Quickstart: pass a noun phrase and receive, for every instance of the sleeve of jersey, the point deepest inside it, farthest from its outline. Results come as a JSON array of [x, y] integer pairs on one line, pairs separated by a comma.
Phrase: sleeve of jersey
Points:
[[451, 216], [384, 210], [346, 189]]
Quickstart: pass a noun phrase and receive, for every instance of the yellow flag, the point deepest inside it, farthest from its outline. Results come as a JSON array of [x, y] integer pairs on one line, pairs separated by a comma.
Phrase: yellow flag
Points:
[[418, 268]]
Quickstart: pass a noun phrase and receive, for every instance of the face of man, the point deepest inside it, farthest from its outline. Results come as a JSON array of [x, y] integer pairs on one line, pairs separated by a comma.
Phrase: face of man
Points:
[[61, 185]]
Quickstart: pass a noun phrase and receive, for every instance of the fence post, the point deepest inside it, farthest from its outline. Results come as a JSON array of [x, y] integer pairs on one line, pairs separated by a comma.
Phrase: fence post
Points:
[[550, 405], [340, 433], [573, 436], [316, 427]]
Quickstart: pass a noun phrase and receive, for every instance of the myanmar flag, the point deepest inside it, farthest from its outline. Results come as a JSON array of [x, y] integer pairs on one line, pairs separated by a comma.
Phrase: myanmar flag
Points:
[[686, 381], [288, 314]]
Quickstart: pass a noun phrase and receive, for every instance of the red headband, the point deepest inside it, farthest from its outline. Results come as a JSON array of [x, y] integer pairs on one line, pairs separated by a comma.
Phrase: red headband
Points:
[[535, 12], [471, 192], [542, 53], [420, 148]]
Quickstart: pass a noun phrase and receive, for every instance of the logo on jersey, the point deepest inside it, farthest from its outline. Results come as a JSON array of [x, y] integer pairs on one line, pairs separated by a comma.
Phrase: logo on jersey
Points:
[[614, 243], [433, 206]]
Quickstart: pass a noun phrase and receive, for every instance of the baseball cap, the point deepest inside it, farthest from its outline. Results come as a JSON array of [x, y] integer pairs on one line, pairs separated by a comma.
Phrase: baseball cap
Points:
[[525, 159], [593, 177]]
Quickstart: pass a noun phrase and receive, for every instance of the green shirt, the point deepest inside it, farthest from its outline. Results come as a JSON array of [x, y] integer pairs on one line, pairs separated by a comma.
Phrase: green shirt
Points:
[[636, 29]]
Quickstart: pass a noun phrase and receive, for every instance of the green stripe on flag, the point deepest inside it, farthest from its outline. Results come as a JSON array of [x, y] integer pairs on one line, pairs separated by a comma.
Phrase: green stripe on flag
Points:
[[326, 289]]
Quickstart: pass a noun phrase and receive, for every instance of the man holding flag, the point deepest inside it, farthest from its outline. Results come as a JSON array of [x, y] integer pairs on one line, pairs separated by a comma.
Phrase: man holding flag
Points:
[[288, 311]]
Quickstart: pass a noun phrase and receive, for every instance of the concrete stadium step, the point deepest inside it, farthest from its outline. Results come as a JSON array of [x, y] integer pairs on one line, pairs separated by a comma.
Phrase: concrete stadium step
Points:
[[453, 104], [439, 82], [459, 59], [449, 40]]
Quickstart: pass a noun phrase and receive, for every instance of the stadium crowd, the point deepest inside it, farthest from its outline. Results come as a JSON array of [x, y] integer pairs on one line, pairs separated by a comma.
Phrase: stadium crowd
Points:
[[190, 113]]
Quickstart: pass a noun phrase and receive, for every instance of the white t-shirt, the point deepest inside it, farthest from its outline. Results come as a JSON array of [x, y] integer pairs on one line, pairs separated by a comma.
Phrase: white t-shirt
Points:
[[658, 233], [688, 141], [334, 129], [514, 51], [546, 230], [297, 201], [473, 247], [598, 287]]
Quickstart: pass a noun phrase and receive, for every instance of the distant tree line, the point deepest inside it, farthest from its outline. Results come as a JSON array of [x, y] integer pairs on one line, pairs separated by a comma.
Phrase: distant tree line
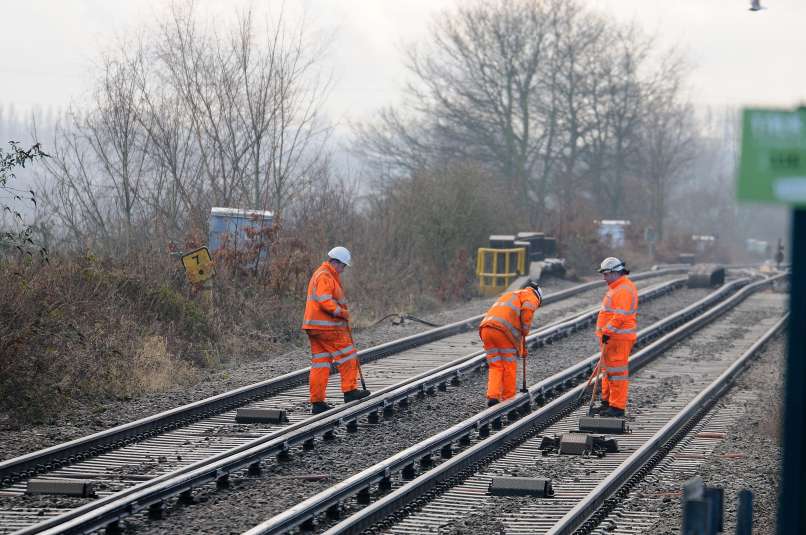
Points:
[[541, 114]]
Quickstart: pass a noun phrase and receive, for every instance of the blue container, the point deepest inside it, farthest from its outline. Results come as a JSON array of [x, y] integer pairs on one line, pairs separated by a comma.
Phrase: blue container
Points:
[[228, 227]]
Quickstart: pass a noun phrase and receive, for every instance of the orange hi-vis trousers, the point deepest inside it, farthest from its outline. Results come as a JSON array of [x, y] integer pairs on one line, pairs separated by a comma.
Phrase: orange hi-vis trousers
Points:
[[616, 378], [331, 347], [502, 364]]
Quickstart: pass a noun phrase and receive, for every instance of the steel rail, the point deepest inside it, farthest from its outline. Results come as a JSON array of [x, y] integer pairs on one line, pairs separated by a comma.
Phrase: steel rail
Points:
[[218, 467], [585, 515], [31, 464], [393, 506], [440, 444]]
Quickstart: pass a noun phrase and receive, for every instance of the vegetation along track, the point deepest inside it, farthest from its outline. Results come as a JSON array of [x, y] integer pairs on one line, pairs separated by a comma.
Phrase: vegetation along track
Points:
[[125, 470], [123, 457], [452, 497], [284, 484]]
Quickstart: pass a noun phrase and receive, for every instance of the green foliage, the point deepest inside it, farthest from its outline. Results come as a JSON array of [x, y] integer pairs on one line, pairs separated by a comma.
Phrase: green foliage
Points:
[[20, 235]]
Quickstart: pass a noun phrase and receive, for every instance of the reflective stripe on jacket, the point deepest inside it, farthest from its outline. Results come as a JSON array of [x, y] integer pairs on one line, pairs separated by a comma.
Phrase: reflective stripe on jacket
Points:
[[617, 317], [512, 314], [326, 307]]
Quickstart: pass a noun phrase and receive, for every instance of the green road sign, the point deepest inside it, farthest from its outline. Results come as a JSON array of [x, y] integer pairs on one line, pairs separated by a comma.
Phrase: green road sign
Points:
[[773, 161]]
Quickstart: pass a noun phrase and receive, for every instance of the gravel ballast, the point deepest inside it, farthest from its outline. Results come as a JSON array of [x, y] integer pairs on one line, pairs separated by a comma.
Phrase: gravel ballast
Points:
[[251, 500]]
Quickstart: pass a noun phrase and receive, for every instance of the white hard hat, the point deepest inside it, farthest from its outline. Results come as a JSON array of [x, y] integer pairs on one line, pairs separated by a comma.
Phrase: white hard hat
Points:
[[612, 264], [341, 254], [536, 288]]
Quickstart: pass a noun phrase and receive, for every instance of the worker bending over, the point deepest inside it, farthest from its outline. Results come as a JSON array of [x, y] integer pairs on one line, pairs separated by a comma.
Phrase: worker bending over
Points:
[[503, 330], [327, 326], [616, 327]]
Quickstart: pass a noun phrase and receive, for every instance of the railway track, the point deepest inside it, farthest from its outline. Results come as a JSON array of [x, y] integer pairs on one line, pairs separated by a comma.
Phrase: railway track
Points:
[[432, 487], [278, 493], [122, 458]]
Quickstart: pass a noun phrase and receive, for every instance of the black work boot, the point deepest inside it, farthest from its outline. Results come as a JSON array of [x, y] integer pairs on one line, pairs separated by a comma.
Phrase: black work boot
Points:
[[319, 407], [353, 395], [613, 412]]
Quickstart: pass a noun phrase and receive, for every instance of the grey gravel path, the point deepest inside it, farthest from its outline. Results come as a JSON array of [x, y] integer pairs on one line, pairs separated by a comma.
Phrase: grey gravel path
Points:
[[752, 436], [250, 500], [80, 421], [747, 458]]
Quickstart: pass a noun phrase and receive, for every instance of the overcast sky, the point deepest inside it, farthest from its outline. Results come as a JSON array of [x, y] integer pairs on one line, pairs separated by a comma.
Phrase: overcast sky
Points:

_To do_
Omit every picture, then repeat the remaining data exactly as it appears above.

_Right answer_
Quickstart: pass a noun phrase and receive, for every instance of the sleeve of jersey, the point deepest inside it, farthest from its outline. Results come as a JSON array of [x, y] integer pairs on one line, pairs separated by a comma.
Phrase: sleeve of jersey
Points:
[[451, 216], [384, 210], [346, 189]]
Quickstart: pass a noun phrase and receive, for every instance of the yellow flag, the point deepest inside it, farthest from its outline. Results come as a JSON array of [x, y] integer pairs on one line, pairs separated by a comma.
Phrase: yellow flag
Points:
[[418, 268]]
Quickstart: pass a noun phrase and receive, for every instance of the face of man, the point deepest inside it, farthest from its outline. Results come as a JSON array of [x, y] integer pairs on one line, pairs separated by a comma.
Phrase: face of man
Points:
[[61, 185]]
Quickstart: pass a noun phrase and receive, for every instance of the fence post, the point deepest inside it, farthest from its outline. Results come as a JSON array of [x, y] integer pairs on one line, pairs separated by a comma.
Phrase: fence post
Points:
[[550, 405], [340, 433], [573, 436], [316, 427]]
Quickstart: pass a noun phrase and receive, for every instance of the myanmar flag, the point deepest inside it, farthest from its outline. Results come as a JSON array of [x, y] integer pairs on one line, pairs separated by a comma.
Phrase: myanmar flag
Points:
[[686, 381], [288, 314]]
Quickstart: pass a noun phrase and receive, for every instance of the red headband, the point deepest inside it, farthest from its outline. Results come as a JSON array of [x, y] integer pairs on one line, pairs separated by a comma.
Phrase: red headband
Points:
[[535, 12], [471, 192], [542, 53], [420, 148]]
Quickstart: pass a noun phrase and receive, for every instance of the logo on jersey, the point deepest inside it, farthest from its outline. Results come as a JSON array of [x, y] integer pairs on one line, pairs separated by a comma.
Phrase: logo on jersey
Points:
[[614, 243], [433, 206]]
Quickstart: pass a noun phrase and receive, for every instance of the baseball cap, the point deepest inside it, farthest from its outline. Results come as a JSON array of [x, y] integer pairs on one line, pairs separated by a comma.
Phrase: baseball cap
Points:
[[525, 159], [593, 177]]
Quickstart: pass a noun phrase and receive, for every instance of the green shirt, the point deepest inside it, farthest from its outline. Results come as a JSON array of [x, y] integer pairs on one line, pairs separated by a comma.
Phrase: green shirt
Points:
[[636, 29]]
Quickstart: pass a noun phrase and receive, for every instance of the green stripe on flag, the point deepest inside it, farthest from its outline. Results come as a JSON array of [x, y] integer pairs on one line, pairs separated by a comma.
Phrase: green stripe on flag
Points:
[[326, 289]]
Quickstart: pass a noun phrase and receive, for every instance of the man holding flag, the point deepest inside it, farthest from its outline. Results come as a JSON array of [x, y] integer pairs on one line, pairs separated by a comma.
Phrase: man holding flag
Points:
[[288, 311]]
Quickstart: pass a noun phrase and receive, for every instance of the concrete stadium step, the point deepest inside it, farthest from its outline. Results come as a JSON array of [x, y] integer pairs on one line, pairs separated by a comma.
Phrase: concrete stadium step
Points:
[[453, 104], [439, 82], [459, 59], [449, 40]]
Quickstart: pass a noun phrase and receive, for every instance of the stadium crowd, the point deepest inside it, farthest from its outline. Results come as a JSON array of [x, y] integer pairs on one line, pairs separated by a comma.
Phrase: stadium crowd
Points:
[[190, 113]]
Quickstart: pass a noun phrase and receive, for every instance of the white t-shirt, the point deepest inside it, farthest from its outline. Results come as a JSON array of [x, y] integer pairs on one line, pairs separated by a comma.
Phrase: white t-shirt
Points:
[[658, 233], [688, 141], [334, 129], [514, 51], [546, 230], [297, 201], [473, 247], [598, 287]]
Quickstart: pass a noun phrase and receive, for every instance of the distant tree line, the point deepest inside it, farthest from its outline. Results come as a JSON array of [x, y] integer pairs on one line, pairs separated by a comma.
Phrase: distant tree line
Points:
[[541, 114]]
Quickstart: pass a noun phrase and receive, for every instance of the blue container, the point deepest inside it, farthest from its outline. Results come as a JSON array of [x, y] integer pairs on one line, pairs separated by a comma.
Phrase: blue container
Points:
[[228, 227]]
Quickstart: pass a noun phrase and receive, for every instance of the orange hi-vis trousers, the point deepest inside it, farthest from its outline. Results come as a JSON array of [x, y] integer pairs on one line, pairs separated by a comma.
Phrase: orange hi-vis trousers
Points:
[[616, 378], [331, 347], [502, 364]]
Quickstart: pass a noun phrase and receive, for every instance of the steel rail, the point deepest inside it, farthest from its outline. Results come as a JSON array of [x, y] integer pairs on one line, pairs separated by a comma.
Phrase: steel rail
Points:
[[218, 467], [585, 515], [31, 464], [393, 506], [440, 444]]
Quickstart: pass a noun phrase and receive, for every instance of the vegetation along track, the point deepest inside it, farthest from its outline. Results come as a JSON array of [x, y] integer pairs on one line, pairs separated by a comma.
Phrase: vegetation along track
Points:
[[125, 470], [123, 457], [452, 497], [284, 484]]
Quickstart: pass a noun phrase and receive, for every instance of the green foliage, the point deepest inside it, farthest from its outline. Results come as a JSON array of [x, y] integer pairs on one line, pairs separated by a comma.
Phrase: green foliage
Points:
[[20, 235]]
Quickstart: pass a noun phrase and receive, for every instance of the reflective stripe on jacket, the point deepest inside it, farthest from its outline. Results come as a JSON array of [x, y] integer pairs on one line, pairs separated by a comma.
Phrase: reflective stripe on jacket
Points:
[[617, 317], [512, 314], [326, 307]]
Quickstart: pass a noun phrase and receive, for every instance of the green road sign, the point deepest inside it, farthest from its outline. Results come as a JSON array of [x, y] integer pairs on one line, pairs separated by a comma.
Phrase: green road sign
Points:
[[773, 161]]
Quickstart: pass a noun phrase and receive, for every instance of the gravel ballast, the point deepest inside it, farthest from its outline. Results come as a JSON array of [x, y] integer pairs on one line, pairs separated by a comma.
Phrase: gravel ballast
Points:
[[251, 500]]
Quickstart: pass a noun phrase and receive, for every instance of the white hard hat, the point deepest inside it, farthest from its outline. Results come as a JSON array of [x, y] integer pairs on one line, pairs separated by a comma.
Phrase: white hard hat
Points:
[[612, 264], [341, 254], [536, 288]]
Quickstart: pass a noun phrase and receive, for every instance of the worker bending over, the point deepest inside it, farthest from its outline. Results come as a JSON array of [x, y] integer pairs on one line, pairs separated by a comma.
Phrase: worker bending over
Points:
[[503, 330], [327, 326], [616, 327]]
Quickstart: pass a noun phrase and receive, for every instance of the railway track, the point deepest inside it, farthest from its outline. Results come as a JSON array of [x, y] integer pairs on one line, pairs separated by a comma.
Phrase: railway track
Points:
[[432, 487], [278, 493], [122, 458]]
Quickstart: pass a noun phrase and receive, for every instance of the black work boot, the point deepest inside it, farthest from its outline. Results come as a JSON array of [x, y] integer pairs on one line, pairs separated by a comma.
Phrase: black work boot
Points:
[[319, 407], [353, 395], [613, 412]]
Quickstart: pass a noun phrase and receive, for every instance of the grey gravel path, the point deepest inside it, farthest from its outline. Results come as a JSON array of [x, y] integer pairs on one line, pairs separated by a comma.
Phrase: grey gravel path
Points:
[[752, 436], [250, 500], [80, 421], [747, 458]]
Quickstart: pass a noun phrase and receive, for every instance of the overcast sky, the point deepest inside it, farthest from its outline. Results come as a JSON array of [x, y] integer pairs on one line, pairs separated by a comma.
Phrase: overcast sky
Points:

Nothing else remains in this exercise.